--- START Listed records ---

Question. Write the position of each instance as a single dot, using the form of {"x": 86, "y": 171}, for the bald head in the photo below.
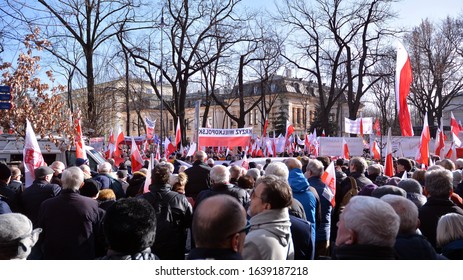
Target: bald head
{"x": 216, "y": 219}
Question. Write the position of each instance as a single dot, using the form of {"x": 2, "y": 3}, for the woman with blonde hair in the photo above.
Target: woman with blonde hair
{"x": 449, "y": 236}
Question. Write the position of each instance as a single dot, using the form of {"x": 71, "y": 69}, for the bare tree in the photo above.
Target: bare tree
{"x": 337, "y": 42}
{"x": 437, "y": 66}
{"x": 88, "y": 23}
{"x": 190, "y": 25}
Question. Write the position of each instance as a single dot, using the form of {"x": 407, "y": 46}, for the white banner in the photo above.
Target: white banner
{"x": 353, "y": 126}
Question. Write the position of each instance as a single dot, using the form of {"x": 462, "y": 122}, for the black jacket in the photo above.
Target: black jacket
{"x": 170, "y": 237}
{"x": 34, "y": 195}
{"x": 71, "y": 226}
{"x": 240, "y": 194}
{"x": 430, "y": 213}
{"x": 198, "y": 179}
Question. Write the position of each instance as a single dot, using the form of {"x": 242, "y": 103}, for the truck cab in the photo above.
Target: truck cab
{"x": 11, "y": 152}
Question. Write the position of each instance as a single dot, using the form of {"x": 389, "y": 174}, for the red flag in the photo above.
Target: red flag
{"x": 120, "y": 138}
{"x": 423, "y": 152}
{"x": 440, "y": 144}
{"x": 135, "y": 157}
{"x": 345, "y": 149}
{"x": 375, "y": 151}
{"x": 32, "y": 155}
{"x": 455, "y": 128}
{"x": 361, "y": 127}
{"x": 329, "y": 179}
{"x": 377, "y": 128}
{"x": 169, "y": 148}
{"x": 178, "y": 133}
{"x": 403, "y": 79}
{"x": 264, "y": 132}
{"x": 389, "y": 165}
{"x": 80, "y": 151}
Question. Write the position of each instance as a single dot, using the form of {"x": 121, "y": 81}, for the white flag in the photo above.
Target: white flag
{"x": 31, "y": 154}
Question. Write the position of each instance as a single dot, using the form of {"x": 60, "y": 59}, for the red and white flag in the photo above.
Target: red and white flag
{"x": 375, "y": 151}
{"x": 329, "y": 179}
{"x": 422, "y": 156}
{"x": 389, "y": 165}
{"x": 169, "y": 148}
{"x": 440, "y": 144}
{"x": 178, "y": 133}
{"x": 135, "y": 157}
{"x": 345, "y": 149}
{"x": 32, "y": 155}
{"x": 119, "y": 140}
{"x": 455, "y": 128}
{"x": 403, "y": 79}
{"x": 80, "y": 145}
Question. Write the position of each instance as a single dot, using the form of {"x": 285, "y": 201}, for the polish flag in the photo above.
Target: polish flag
{"x": 80, "y": 150}
{"x": 146, "y": 187}
{"x": 169, "y": 148}
{"x": 375, "y": 151}
{"x": 329, "y": 179}
{"x": 403, "y": 79}
{"x": 32, "y": 155}
{"x": 389, "y": 165}
{"x": 120, "y": 138}
{"x": 178, "y": 133}
{"x": 345, "y": 149}
{"x": 455, "y": 128}
{"x": 289, "y": 130}
{"x": 264, "y": 132}
{"x": 422, "y": 156}
{"x": 135, "y": 157}
{"x": 440, "y": 144}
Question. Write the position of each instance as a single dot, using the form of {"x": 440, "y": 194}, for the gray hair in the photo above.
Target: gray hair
{"x": 359, "y": 163}
{"x": 278, "y": 169}
{"x": 407, "y": 211}
{"x": 254, "y": 173}
{"x": 104, "y": 167}
{"x": 410, "y": 186}
{"x": 374, "y": 221}
{"x": 316, "y": 167}
{"x": 439, "y": 183}
{"x": 220, "y": 174}
{"x": 72, "y": 178}
{"x": 449, "y": 228}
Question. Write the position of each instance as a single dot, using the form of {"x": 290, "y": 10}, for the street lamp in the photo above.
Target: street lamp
{"x": 162, "y": 67}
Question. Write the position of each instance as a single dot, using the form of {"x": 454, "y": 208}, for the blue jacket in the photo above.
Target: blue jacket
{"x": 323, "y": 230}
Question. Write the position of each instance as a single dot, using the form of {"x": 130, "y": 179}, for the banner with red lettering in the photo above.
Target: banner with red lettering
{"x": 211, "y": 137}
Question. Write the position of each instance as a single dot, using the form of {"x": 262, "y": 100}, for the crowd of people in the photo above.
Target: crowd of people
{"x": 278, "y": 211}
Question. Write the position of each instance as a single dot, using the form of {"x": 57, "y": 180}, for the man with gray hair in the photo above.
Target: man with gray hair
{"x": 367, "y": 230}
{"x": 438, "y": 189}
{"x": 70, "y": 222}
{"x": 409, "y": 245}
{"x": 220, "y": 178}
{"x": 17, "y": 236}
{"x": 198, "y": 175}
{"x": 270, "y": 234}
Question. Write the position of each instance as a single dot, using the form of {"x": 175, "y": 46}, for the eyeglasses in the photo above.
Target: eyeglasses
{"x": 254, "y": 195}
{"x": 246, "y": 229}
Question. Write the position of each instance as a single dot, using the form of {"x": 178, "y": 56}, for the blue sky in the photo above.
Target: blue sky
{"x": 411, "y": 12}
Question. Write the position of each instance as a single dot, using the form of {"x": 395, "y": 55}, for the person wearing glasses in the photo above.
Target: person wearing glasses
{"x": 270, "y": 235}
{"x": 219, "y": 228}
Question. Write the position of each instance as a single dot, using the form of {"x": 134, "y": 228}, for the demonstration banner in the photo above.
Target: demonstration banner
{"x": 353, "y": 126}
{"x": 211, "y": 137}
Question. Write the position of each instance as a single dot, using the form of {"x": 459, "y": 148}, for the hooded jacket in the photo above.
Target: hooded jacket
{"x": 269, "y": 237}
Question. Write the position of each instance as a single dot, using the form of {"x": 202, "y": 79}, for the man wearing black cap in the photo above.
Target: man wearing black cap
{"x": 40, "y": 190}
{"x": 7, "y": 195}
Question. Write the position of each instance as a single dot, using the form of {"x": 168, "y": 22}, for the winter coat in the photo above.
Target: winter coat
{"x": 269, "y": 237}
{"x": 71, "y": 225}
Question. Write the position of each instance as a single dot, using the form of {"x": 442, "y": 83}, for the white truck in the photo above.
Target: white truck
{"x": 11, "y": 152}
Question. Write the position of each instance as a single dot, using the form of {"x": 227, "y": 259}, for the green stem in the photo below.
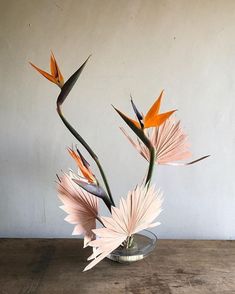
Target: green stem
{"x": 89, "y": 150}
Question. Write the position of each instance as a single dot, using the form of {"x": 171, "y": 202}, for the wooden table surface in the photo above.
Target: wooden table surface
{"x": 176, "y": 267}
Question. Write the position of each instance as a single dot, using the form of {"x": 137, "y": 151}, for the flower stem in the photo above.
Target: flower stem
{"x": 89, "y": 150}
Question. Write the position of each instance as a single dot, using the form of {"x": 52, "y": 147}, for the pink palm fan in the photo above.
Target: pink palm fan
{"x": 81, "y": 206}
{"x": 170, "y": 143}
{"x": 134, "y": 214}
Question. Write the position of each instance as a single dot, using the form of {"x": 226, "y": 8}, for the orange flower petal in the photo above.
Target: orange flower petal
{"x": 45, "y": 74}
{"x": 53, "y": 67}
{"x": 153, "y": 111}
{"x": 158, "y": 119}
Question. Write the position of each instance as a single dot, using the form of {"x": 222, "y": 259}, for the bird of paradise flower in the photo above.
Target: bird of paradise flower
{"x": 80, "y": 192}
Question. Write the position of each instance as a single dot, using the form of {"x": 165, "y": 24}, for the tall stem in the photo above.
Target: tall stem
{"x": 89, "y": 150}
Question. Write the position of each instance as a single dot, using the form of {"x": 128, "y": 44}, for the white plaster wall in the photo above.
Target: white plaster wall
{"x": 186, "y": 47}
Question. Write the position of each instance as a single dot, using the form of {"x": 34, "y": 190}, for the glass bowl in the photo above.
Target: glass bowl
{"x": 143, "y": 244}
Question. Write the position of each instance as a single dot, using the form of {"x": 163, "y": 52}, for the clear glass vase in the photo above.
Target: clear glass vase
{"x": 141, "y": 246}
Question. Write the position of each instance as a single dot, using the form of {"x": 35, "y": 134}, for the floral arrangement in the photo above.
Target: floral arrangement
{"x": 159, "y": 139}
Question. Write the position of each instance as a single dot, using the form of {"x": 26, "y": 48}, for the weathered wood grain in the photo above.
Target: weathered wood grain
{"x": 176, "y": 267}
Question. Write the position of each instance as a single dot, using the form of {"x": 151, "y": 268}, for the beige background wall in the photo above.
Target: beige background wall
{"x": 138, "y": 47}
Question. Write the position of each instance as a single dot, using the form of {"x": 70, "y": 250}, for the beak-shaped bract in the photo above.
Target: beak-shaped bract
{"x": 152, "y": 118}
{"x": 55, "y": 76}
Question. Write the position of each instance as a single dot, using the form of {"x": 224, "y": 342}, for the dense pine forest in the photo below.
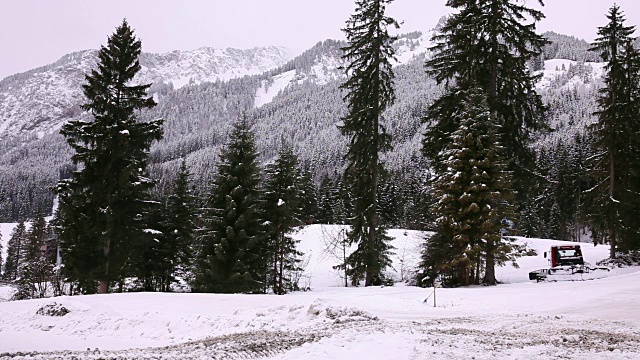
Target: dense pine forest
{"x": 495, "y": 130}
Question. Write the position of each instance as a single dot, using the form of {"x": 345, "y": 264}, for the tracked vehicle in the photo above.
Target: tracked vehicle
{"x": 567, "y": 264}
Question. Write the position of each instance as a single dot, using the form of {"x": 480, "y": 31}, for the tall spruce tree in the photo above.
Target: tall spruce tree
{"x": 233, "y": 257}
{"x": 614, "y": 201}
{"x": 37, "y": 268}
{"x": 283, "y": 212}
{"x": 16, "y": 252}
{"x": 369, "y": 92}
{"x": 1, "y": 263}
{"x": 487, "y": 44}
{"x": 310, "y": 207}
{"x": 102, "y": 207}
{"x": 475, "y": 198}
{"x": 179, "y": 230}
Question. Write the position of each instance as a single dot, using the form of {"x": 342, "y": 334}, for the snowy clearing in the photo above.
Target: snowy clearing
{"x": 522, "y": 319}
{"x": 266, "y": 92}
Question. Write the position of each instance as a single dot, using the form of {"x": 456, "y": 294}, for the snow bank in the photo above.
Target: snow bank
{"x": 521, "y": 319}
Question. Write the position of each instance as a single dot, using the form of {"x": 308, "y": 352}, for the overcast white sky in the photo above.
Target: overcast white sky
{"x": 38, "y": 32}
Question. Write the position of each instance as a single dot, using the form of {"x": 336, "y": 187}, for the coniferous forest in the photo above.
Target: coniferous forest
{"x": 468, "y": 143}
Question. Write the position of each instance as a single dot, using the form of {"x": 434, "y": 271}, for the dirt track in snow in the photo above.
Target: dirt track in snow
{"x": 513, "y": 337}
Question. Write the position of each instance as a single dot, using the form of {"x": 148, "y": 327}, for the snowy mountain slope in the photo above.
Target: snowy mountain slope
{"x": 41, "y": 100}
{"x": 519, "y": 320}
{"x": 562, "y": 74}
{"x": 299, "y": 100}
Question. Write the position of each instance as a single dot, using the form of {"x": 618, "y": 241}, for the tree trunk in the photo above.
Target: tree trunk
{"x": 104, "y": 284}
{"x": 614, "y": 214}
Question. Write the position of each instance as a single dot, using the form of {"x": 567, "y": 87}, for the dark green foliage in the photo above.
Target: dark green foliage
{"x": 102, "y": 208}
{"x": 369, "y": 93}
{"x": 283, "y": 212}
{"x": 179, "y": 229}
{"x": 614, "y": 201}
{"x": 37, "y": 271}
{"x": 487, "y": 45}
{"x": 16, "y": 252}
{"x": 233, "y": 257}
{"x": 475, "y": 201}
{"x": 309, "y": 197}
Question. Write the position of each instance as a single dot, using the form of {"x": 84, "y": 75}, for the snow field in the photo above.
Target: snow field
{"x": 595, "y": 319}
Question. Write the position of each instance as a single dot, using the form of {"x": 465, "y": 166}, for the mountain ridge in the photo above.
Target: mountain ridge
{"x": 301, "y": 105}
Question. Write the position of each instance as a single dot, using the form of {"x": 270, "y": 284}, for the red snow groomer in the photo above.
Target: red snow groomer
{"x": 567, "y": 264}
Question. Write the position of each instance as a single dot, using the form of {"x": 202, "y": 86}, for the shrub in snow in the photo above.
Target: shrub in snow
{"x": 53, "y": 309}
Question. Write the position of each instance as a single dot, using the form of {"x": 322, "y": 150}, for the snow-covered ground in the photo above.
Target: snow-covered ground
{"x": 597, "y": 319}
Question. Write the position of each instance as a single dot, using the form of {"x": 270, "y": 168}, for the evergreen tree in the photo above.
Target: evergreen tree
{"x": 309, "y": 197}
{"x": 369, "y": 93}
{"x": 474, "y": 200}
{"x": 485, "y": 44}
{"x": 1, "y": 263}
{"x": 179, "y": 239}
{"x": 102, "y": 208}
{"x": 614, "y": 200}
{"x": 16, "y": 252}
{"x": 283, "y": 210}
{"x": 233, "y": 257}
{"x": 37, "y": 268}
{"x": 325, "y": 201}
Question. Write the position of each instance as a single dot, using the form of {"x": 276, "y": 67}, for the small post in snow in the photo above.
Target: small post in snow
{"x": 434, "y": 293}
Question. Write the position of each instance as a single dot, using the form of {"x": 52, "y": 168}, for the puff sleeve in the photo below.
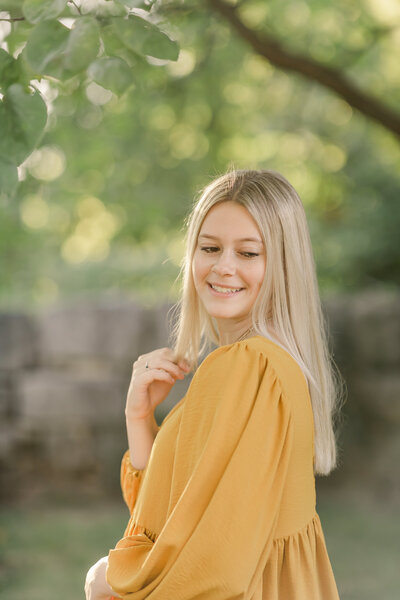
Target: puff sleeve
{"x": 233, "y": 450}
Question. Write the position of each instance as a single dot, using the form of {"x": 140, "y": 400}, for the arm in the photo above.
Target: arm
{"x": 234, "y": 447}
{"x": 141, "y": 436}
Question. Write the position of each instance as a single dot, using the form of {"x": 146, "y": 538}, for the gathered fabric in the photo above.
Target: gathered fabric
{"x": 225, "y": 508}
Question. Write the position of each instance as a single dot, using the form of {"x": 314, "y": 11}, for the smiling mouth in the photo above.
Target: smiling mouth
{"x": 221, "y": 291}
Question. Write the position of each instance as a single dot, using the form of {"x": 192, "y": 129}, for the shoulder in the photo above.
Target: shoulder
{"x": 249, "y": 359}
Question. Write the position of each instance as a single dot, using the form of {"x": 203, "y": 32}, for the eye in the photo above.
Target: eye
{"x": 207, "y": 248}
{"x": 211, "y": 249}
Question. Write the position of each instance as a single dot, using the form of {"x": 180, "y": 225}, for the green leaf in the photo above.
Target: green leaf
{"x": 146, "y": 4}
{"x": 83, "y": 44}
{"x": 45, "y": 48}
{"x": 14, "y": 7}
{"x": 53, "y": 49}
{"x": 111, "y": 73}
{"x": 10, "y": 71}
{"x": 145, "y": 38}
{"x": 8, "y": 177}
{"x": 42, "y": 10}
{"x": 23, "y": 118}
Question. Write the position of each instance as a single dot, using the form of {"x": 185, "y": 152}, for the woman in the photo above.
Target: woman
{"x": 222, "y": 495}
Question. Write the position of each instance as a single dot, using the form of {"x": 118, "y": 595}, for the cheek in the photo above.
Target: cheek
{"x": 199, "y": 268}
{"x": 258, "y": 276}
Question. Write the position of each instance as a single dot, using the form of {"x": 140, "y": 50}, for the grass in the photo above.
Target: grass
{"x": 46, "y": 552}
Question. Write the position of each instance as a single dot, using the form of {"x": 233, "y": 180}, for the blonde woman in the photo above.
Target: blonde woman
{"x": 222, "y": 495}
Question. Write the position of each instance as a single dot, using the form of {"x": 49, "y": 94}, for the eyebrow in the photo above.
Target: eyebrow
{"x": 213, "y": 237}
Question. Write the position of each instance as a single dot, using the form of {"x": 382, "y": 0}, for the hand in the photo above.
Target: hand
{"x": 96, "y": 586}
{"x": 149, "y": 387}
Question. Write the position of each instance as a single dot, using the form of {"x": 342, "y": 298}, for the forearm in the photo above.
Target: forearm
{"x": 141, "y": 435}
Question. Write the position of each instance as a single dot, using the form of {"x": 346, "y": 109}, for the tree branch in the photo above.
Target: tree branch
{"x": 309, "y": 68}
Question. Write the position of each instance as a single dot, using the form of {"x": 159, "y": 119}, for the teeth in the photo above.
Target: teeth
{"x": 224, "y": 290}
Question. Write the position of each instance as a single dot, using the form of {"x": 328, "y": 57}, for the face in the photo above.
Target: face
{"x": 225, "y": 258}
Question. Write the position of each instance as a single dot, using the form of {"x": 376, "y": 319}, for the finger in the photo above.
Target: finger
{"x": 168, "y": 366}
{"x": 158, "y": 375}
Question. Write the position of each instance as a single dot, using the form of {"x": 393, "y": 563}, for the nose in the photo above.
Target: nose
{"x": 224, "y": 264}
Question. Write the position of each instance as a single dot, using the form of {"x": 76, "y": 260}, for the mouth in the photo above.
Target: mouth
{"x": 224, "y": 292}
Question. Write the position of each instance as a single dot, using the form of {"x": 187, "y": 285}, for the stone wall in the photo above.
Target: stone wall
{"x": 64, "y": 375}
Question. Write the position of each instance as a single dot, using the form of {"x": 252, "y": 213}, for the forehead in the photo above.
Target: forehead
{"x": 230, "y": 219}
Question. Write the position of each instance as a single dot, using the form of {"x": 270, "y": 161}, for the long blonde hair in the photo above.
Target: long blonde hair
{"x": 288, "y": 299}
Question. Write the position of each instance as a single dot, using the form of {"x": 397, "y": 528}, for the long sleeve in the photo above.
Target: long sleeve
{"x": 233, "y": 449}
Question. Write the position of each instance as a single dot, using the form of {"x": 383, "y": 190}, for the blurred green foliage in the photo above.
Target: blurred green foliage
{"x": 132, "y": 137}
{"x": 46, "y": 552}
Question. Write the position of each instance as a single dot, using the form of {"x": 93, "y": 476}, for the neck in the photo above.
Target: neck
{"x": 239, "y": 333}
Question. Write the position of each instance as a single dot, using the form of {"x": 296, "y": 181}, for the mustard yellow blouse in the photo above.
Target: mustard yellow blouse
{"x": 225, "y": 508}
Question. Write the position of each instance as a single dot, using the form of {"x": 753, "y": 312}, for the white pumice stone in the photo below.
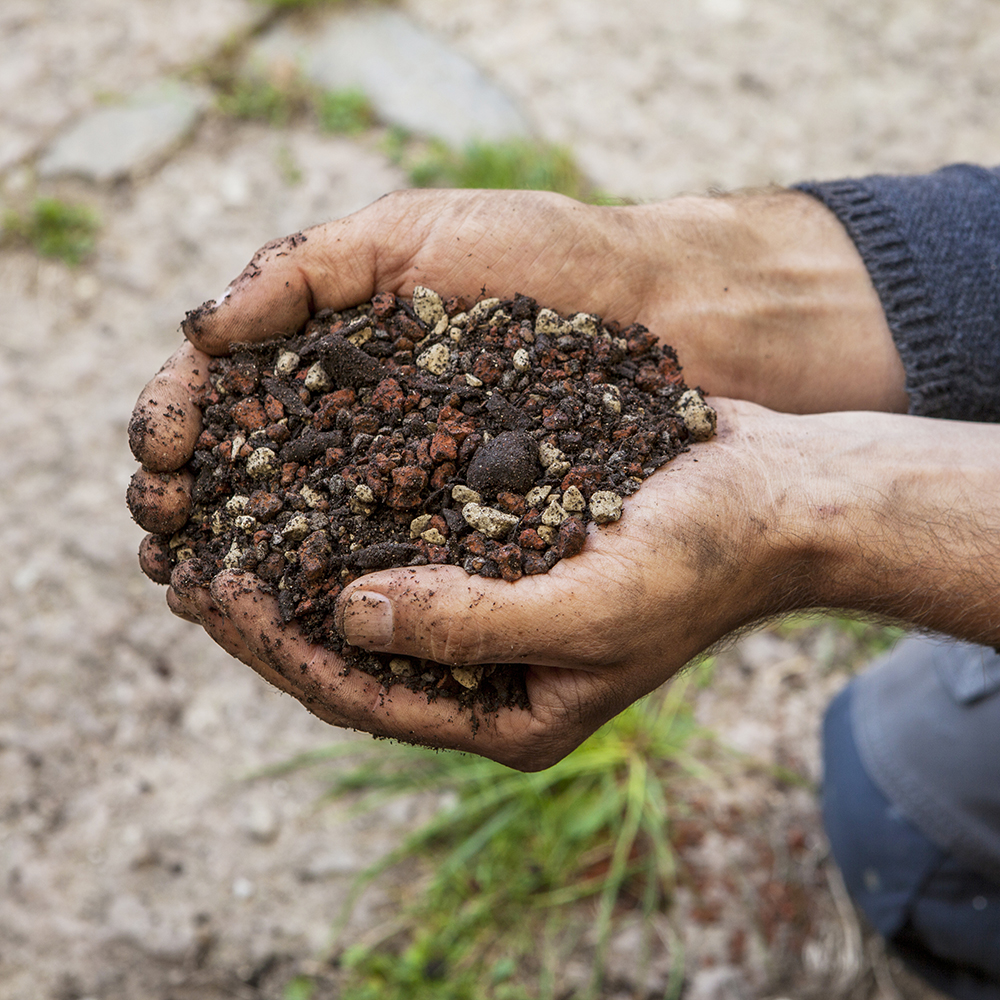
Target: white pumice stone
{"x": 287, "y": 363}
{"x": 435, "y": 359}
{"x": 605, "y": 506}
{"x": 419, "y": 525}
{"x": 698, "y": 416}
{"x": 573, "y": 500}
{"x": 262, "y": 464}
{"x": 316, "y": 379}
{"x": 296, "y": 529}
{"x": 491, "y": 522}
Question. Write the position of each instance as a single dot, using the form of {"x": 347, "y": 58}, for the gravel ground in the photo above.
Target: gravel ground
{"x": 136, "y": 861}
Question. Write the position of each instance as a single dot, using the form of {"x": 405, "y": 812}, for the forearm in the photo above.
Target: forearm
{"x": 902, "y": 520}
{"x": 766, "y": 298}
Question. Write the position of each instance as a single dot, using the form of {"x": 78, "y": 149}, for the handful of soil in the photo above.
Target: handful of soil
{"x": 402, "y": 434}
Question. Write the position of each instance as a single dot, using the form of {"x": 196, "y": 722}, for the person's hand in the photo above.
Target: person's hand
{"x": 892, "y": 516}
{"x": 688, "y": 563}
{"x": 764, "y": 296}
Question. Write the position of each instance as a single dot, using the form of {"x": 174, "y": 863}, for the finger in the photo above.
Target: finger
{"x": 457, "y": 242}
{"x": 160, "y": 502}
{"x": 563, "y": 618}
{"x": 189, "y": 595}
{"x": 166, "y": 422}
{"x": 325, "y": 267}
{"x": 154, "y": 559}
{"x": 351, "y": 697}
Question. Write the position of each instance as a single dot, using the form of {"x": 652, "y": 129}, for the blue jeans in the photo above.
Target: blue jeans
{"x": 940, "y": 917}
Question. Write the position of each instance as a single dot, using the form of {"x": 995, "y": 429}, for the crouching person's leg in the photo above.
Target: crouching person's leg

--- END Listed records ---

→ Given task:
Please retype, without any change, the lines from the one containing "jeans in the photo above." through the end of the rows, including both of those lines.

→ Output of the exercise:
Question. Write the position of each instance as a single dot, using the form of {"x": 652, "y": 129}, for the blue jeans in the photo above.
Target: blue jeans
{"x": 940, "y": 917}
Question. Write the position of each instance as a single dot, using the form of {"x": 995, "y": 429}, for the crouching person's leg in the photo above.
Target: crouching person's leg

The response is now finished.